Problem details – Write out the jokes below word for word, starting at "Imagine my dismay" and ending after "me, but drunker.".

Excerpt provided –
Her: You need to multitask better
Me: I’m learning to kill 2 birds with 1 stone
Her: That’s goo-
Me [surrounded by dead birds]: And I refuse to work on anything else
murdering your brother and then responding “i don’t know. am i my brother’s keeper?” when god, creator of the universe, asks where your brother is because He lost track of one of the four people on earth is just. wow, they don’t make characters like that anymore.
He died doing what he loved — screaming for help and punching a bear.
My kid’s insults to each other:
“you have fat lips like Momma.”
“well, you have a big butt like Momma.
Thanks, kids.
No matter how hard I try, I just never seem to run out of bad ideas.
Imagine my dismay when I found out she wasn’t joking about owning a lie detector machine
Woke up with no money. I was robbed last night by a guy who looks exactly like me, but drunker.
I thought I saw a coyote in the yard tonight but I couldn’t tell because it didnt have an anvil.

Data excerpts –

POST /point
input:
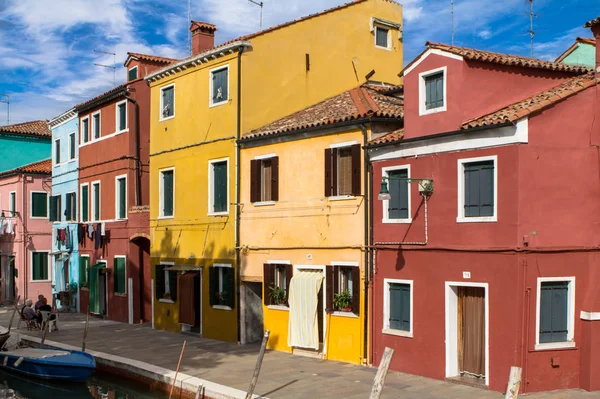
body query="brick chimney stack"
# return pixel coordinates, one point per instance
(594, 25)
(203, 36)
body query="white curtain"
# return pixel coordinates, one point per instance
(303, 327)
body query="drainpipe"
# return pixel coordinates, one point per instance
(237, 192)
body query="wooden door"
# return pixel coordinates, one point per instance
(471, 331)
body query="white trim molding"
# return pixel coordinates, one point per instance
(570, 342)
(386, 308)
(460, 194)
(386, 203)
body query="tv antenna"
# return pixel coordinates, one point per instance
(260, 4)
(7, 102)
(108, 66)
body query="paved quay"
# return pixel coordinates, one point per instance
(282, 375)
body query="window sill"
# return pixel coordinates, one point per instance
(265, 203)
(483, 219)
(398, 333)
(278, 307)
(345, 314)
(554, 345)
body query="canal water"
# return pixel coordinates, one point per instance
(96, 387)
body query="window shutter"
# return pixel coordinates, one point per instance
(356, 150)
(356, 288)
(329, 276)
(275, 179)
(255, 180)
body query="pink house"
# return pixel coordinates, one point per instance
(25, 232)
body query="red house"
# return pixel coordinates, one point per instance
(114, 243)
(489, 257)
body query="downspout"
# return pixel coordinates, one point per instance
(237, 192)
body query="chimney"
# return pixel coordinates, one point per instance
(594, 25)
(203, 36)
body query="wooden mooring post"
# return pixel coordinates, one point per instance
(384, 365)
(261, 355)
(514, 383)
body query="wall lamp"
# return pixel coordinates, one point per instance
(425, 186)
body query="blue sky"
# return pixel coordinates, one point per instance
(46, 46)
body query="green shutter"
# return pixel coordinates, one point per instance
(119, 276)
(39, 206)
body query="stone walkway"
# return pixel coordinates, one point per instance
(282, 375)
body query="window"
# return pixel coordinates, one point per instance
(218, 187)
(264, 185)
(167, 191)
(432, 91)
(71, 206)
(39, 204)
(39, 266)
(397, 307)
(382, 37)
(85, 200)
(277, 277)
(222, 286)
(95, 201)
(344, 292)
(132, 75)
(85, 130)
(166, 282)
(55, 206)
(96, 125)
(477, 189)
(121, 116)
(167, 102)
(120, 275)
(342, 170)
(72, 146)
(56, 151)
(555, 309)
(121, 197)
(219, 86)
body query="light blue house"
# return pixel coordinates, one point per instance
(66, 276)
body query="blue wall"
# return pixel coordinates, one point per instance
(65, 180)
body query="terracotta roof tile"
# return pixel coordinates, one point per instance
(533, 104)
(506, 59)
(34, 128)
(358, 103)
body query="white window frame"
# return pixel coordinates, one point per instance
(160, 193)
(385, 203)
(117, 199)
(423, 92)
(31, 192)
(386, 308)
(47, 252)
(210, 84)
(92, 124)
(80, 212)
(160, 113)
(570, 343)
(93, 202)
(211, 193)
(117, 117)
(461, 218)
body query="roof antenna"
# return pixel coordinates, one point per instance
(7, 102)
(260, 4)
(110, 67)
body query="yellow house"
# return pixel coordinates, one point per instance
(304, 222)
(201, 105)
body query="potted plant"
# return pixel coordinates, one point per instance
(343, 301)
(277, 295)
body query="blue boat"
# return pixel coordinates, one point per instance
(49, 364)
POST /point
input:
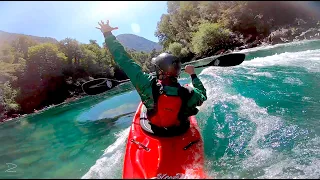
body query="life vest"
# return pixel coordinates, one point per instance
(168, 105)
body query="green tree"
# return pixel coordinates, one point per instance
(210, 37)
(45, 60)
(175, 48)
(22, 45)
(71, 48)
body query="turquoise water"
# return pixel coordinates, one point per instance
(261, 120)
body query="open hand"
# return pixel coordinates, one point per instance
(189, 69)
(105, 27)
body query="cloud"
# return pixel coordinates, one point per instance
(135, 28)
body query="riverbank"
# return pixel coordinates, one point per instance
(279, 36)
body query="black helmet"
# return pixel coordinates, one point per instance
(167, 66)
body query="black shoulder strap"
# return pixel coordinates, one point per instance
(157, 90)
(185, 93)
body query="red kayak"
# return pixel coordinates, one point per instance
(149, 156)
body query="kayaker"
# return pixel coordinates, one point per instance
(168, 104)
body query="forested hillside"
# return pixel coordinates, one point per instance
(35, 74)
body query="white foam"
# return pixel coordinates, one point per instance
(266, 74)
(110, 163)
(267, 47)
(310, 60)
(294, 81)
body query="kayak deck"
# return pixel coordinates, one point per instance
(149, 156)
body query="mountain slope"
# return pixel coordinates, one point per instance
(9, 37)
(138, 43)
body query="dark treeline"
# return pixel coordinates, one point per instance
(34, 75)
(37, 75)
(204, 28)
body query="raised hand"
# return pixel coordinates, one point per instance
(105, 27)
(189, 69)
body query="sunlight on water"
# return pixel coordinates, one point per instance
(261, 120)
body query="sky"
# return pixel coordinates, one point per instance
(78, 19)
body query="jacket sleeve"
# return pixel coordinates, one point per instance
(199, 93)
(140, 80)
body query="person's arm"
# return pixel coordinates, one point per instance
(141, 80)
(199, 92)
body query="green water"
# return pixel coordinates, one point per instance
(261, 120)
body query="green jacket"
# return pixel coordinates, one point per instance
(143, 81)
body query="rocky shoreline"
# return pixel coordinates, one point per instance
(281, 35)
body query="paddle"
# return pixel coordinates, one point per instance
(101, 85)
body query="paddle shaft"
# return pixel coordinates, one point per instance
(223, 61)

Exercise response –
Imagine my dismay when I found out she wasn’t joking about owning a lie detector machine
Woke up with no money. I was robbed last night by a guy who looks exactly like me, but drunker.